THE TASK: Copy each line of the records that contains the word "blue".

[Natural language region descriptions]
%%

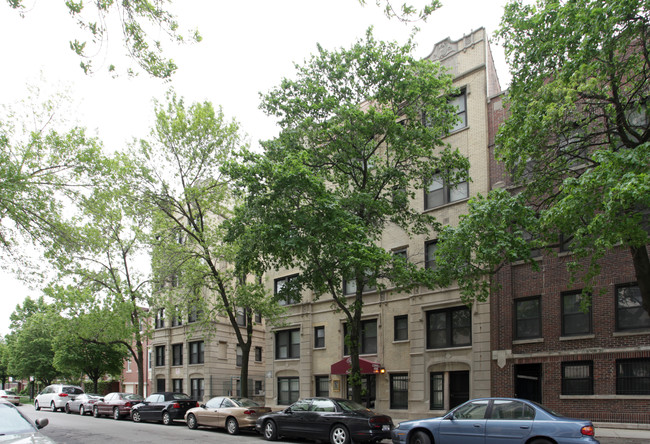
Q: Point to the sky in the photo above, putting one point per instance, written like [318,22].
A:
[248,46]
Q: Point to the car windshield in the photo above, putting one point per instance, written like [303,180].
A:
[72,390]
[11,421]
[351,406]
[547,410]
[245,402]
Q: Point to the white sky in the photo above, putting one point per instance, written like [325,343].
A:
[248,47]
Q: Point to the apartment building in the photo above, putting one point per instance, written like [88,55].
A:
[593,364]
[422,351]
[186,357]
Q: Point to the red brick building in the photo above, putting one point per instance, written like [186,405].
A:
[593,364]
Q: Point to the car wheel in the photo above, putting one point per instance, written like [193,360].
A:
[192,423]
[270,431]
[420,438]
[339,435]
[232,426]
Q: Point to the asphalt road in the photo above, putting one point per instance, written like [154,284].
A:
[75,429]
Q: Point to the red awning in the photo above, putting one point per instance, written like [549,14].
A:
[343,367]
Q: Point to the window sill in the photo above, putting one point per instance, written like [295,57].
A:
[577,337]
[639,397]
[527,341]
[618,334]
[462,347]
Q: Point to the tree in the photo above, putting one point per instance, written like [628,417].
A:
[189,200]
[132,17]
[576,141]
[361,130]
[103,278]
[43,167]
[75,356]
[31,351]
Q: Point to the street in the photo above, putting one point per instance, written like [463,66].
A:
[75,429]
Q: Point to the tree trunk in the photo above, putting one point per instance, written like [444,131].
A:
[642,271]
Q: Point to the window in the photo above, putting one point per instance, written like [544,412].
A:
[197,389]
[367,339]
[287,344]
[401,332]
[285,298]
[441,192]
[319,337]
[399,391]
[528,319]
[630,313]
[512,410]
[241,316]
[197,352]
[322,386]
[288,390]
[160,355]
[575,321]
[437,398]
[460,103]
[633,376]
[160,318]
[430,254]
[577,378]
[177,354]
[450,327]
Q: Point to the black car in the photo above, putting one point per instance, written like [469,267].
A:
[165,407]
[338,421]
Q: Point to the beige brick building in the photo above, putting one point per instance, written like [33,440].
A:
[426,351]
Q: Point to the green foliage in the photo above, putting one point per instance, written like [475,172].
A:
[576,141]
[31,350]
[189,198]
[353,148]
[137,20]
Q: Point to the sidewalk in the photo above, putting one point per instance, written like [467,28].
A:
[635,431]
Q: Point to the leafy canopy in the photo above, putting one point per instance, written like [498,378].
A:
[575,144]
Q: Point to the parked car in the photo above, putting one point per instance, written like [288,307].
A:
[56,396]
[116,404]
[496,420]
[10,396]
[165,407]
[231,413]
[16,427]
[82,404]
[338,421]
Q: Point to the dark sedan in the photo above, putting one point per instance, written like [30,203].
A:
[338,421]
[495,421]
[165,407]
[82,404]
[116,404]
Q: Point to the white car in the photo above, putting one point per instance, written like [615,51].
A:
[10,396]
[56,396]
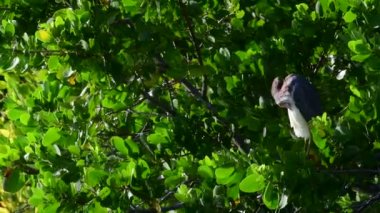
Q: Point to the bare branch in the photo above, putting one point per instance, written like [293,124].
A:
[196,44]
[163,209]
[360,207]
[160,105]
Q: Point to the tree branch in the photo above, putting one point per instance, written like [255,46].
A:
[359,207]
[237,139]
[163,209]
[160,105]
[195,42]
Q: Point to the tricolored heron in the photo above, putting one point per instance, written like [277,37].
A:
[301,99]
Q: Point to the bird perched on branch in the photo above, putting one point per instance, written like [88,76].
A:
[301,99]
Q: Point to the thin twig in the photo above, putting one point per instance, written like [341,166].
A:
[195,42]
[159,104]
[367,203]
[345,171]
[163,209]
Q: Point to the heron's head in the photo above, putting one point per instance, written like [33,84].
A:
[281,92]
[295,92]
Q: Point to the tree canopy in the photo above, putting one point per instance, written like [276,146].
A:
[152,106]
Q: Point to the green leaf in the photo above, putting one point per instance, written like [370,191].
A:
[173,180]
[160,136]
[54,63]
[143,168]
[225,52]
[222,173]
[355,91]
[205,172]
[270,197]
[52,207]
[129,3]
[233,192]
[14,114]
[252,183]
[359,47]
[240,14]
[94,176]
[119,144]
[52,135]
[132,146]
[349,16]
[9,29]
[44,36]
[182,193]
[104,193]
[14,181]
[360,58]
[24,118]
[232,82]
[37,197]
[73,149]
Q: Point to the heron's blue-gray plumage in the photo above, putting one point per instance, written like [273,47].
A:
[300,98]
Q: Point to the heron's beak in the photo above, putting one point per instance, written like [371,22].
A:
[284,101]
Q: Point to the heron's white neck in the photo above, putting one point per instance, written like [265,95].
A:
[298,123]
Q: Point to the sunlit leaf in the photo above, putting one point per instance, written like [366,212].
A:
[252,183]
[13,181]
[271,197]
[349,16]
[44,36]
[205,172]
[52,135]
[119,144]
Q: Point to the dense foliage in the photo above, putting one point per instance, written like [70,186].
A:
[140,105]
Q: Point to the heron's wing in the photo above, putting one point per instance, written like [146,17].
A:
[306,98]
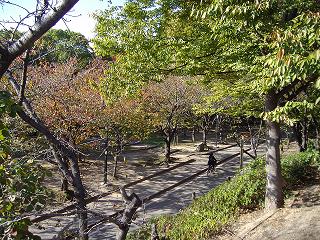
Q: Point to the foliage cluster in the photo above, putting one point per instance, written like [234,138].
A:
[21,188]
[209,213]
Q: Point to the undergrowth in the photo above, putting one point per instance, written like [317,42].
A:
[208,214]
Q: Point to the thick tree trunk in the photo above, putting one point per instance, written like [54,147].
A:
[167,148]
[204,136]
[105,168]
[274,195]
[193,134]
[317,140]
[115,166]
[304,135]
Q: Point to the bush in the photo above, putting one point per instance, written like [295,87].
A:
[21,191]
[208,214]
[297,168]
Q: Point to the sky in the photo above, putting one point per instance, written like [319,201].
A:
[82,22]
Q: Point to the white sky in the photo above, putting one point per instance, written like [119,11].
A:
[82,23]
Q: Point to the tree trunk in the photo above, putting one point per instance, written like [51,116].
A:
[193,134]
[105,170]
[80,195]
[317,140]
[115,166]
[167,150]
[304,135]
[133,202]
[274,195]
[204,136]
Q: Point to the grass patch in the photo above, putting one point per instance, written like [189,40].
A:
[208,214]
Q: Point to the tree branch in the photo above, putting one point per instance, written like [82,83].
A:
[24,77]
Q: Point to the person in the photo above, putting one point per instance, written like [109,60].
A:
[211,163]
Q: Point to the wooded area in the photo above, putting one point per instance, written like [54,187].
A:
[236,71]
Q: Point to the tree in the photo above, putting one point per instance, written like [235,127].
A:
[279,39]
[21,188]
[64,97]
[166,104]
[125,123]
[272,47]
[47,15]
[67,44]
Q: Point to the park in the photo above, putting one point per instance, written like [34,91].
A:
[176,120]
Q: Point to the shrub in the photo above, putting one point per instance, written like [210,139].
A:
[208,214]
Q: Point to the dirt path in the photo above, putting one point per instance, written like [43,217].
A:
[169,203]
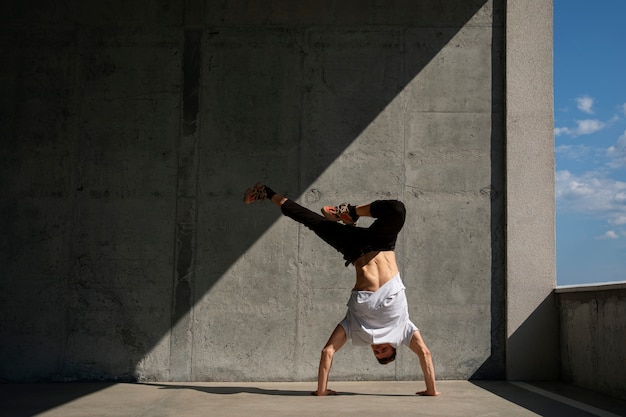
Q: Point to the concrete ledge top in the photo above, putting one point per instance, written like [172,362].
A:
[601,286]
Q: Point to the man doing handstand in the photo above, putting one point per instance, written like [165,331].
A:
[377,310]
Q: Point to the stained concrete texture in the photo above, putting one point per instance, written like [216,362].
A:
[133,127]
[363,399]
[593,332]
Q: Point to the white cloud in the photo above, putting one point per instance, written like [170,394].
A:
[573,152]
[619,220]
[584,127]
[609,235]
[562,131]
[592,193]
[588,126]
[585,104]
[617,153]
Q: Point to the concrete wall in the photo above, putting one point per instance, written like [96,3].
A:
[593,333]
[131,129]
[530,211]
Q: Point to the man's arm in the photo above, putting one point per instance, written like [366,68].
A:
[426,362]
[336,341]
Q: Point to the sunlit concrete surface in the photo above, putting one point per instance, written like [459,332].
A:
[459,398]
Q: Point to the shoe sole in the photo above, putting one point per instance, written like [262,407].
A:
[335,218]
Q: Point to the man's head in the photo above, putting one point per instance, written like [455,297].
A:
[385,353]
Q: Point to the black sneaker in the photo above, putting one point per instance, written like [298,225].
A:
[339,213]
[256,193]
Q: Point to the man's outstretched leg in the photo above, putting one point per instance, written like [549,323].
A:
[343,238]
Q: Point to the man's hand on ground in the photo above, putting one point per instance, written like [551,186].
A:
[426,393]
[324,393]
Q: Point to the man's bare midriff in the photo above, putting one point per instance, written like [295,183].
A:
[374,269]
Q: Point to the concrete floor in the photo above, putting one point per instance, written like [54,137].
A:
[459,398]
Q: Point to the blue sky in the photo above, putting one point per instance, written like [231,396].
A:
[590,140]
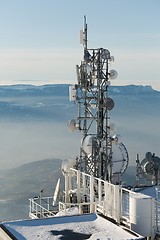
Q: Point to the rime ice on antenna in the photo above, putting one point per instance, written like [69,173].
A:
[93,103]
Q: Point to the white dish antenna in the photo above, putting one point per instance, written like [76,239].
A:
[72,125]
[56,192]
[113,74]
[150,165]
[67,164]
[89,144]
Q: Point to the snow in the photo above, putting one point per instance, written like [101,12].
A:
[89,226]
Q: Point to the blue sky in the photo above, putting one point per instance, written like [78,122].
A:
[39,39]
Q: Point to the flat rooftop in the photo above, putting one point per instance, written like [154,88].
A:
[79,227]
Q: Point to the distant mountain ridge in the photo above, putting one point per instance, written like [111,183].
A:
[62,90]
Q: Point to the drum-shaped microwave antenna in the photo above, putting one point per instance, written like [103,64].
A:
[109,104]
[89,144]
[113,74]
[66,165]
[72,125]
[150,166]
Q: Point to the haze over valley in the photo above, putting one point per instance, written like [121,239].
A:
[34,137]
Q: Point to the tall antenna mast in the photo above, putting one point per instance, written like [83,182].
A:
[94,105]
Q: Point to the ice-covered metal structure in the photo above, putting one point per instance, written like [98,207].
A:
[101,152]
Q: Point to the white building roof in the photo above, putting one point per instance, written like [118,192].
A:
[80,227]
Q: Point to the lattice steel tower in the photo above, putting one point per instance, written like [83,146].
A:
[94,104]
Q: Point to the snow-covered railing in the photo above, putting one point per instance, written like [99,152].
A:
[135,210]
[41,207]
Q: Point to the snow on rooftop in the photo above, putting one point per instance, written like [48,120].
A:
[80,227]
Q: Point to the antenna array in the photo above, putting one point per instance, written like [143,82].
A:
[94,105]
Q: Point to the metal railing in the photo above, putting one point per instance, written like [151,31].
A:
[41,207]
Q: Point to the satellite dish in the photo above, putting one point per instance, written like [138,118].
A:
[112,127]
[117,138]
[113,74]
[66,165]
[56,192]
[89,144]
[72,125]
[105,54]
[109,104]
[150,165]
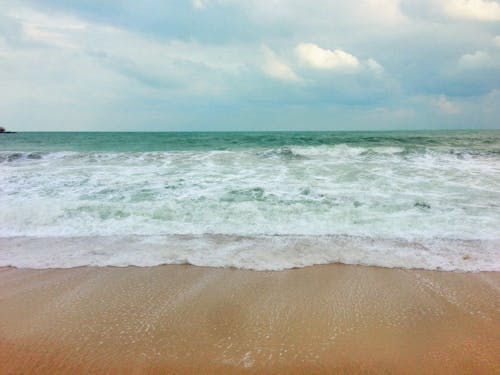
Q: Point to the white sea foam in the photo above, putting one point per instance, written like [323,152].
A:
[252,208]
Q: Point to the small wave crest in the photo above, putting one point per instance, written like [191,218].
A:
[249,252]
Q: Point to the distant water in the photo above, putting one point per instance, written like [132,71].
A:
[251,200]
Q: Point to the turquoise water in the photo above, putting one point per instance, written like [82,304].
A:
[469,141]
[251,200]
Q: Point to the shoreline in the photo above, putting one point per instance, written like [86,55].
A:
[188,319]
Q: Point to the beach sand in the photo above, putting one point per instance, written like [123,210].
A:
[186,319]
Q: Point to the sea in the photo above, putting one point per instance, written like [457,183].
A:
[251,200]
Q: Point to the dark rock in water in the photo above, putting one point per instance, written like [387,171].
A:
[3,131]
[34,155]
[14,156]
[422,204]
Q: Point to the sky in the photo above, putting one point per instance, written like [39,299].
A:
[227,65]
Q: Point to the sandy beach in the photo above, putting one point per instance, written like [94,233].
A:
[187,319]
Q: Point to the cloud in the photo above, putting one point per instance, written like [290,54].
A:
[52,31]
[200,4]
[277,69]
[479,10]
[476,60]
[446,106]
[319,58]
[375,67]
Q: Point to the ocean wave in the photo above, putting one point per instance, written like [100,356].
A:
[261,253]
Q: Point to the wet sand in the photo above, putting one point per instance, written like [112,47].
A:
[185,319]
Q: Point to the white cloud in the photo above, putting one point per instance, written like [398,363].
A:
[320,58]
[476,60]
[54,31]
[447,106]
[375,67]
[200,4]
[480,10]
[275,68]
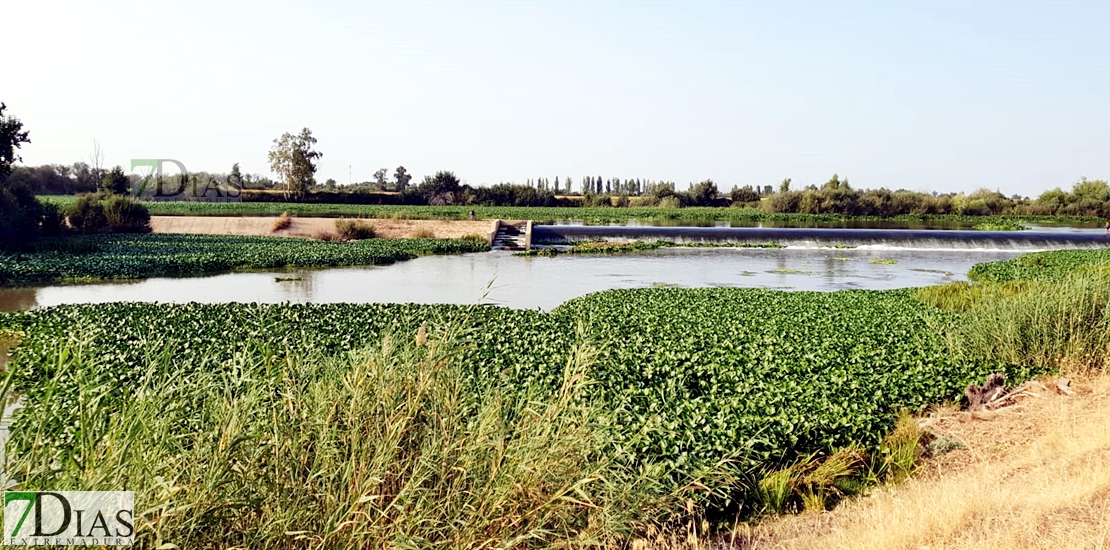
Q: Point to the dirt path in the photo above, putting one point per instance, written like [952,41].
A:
[1035,475]
[313,227]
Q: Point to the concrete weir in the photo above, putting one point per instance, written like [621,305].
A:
[816,238]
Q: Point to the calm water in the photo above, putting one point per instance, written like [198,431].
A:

%%

COMPLETED EXERCISE:
Q: Point to the heron's blue-gray plumage in the photo above, putting one point per instance, written like [273,47].
Q: Point to the blue sky in the photo above, putting one point per instance, written like [231,396].
Q: Point to the blue sky in the photo above, putting one point per instance, written like [78,122].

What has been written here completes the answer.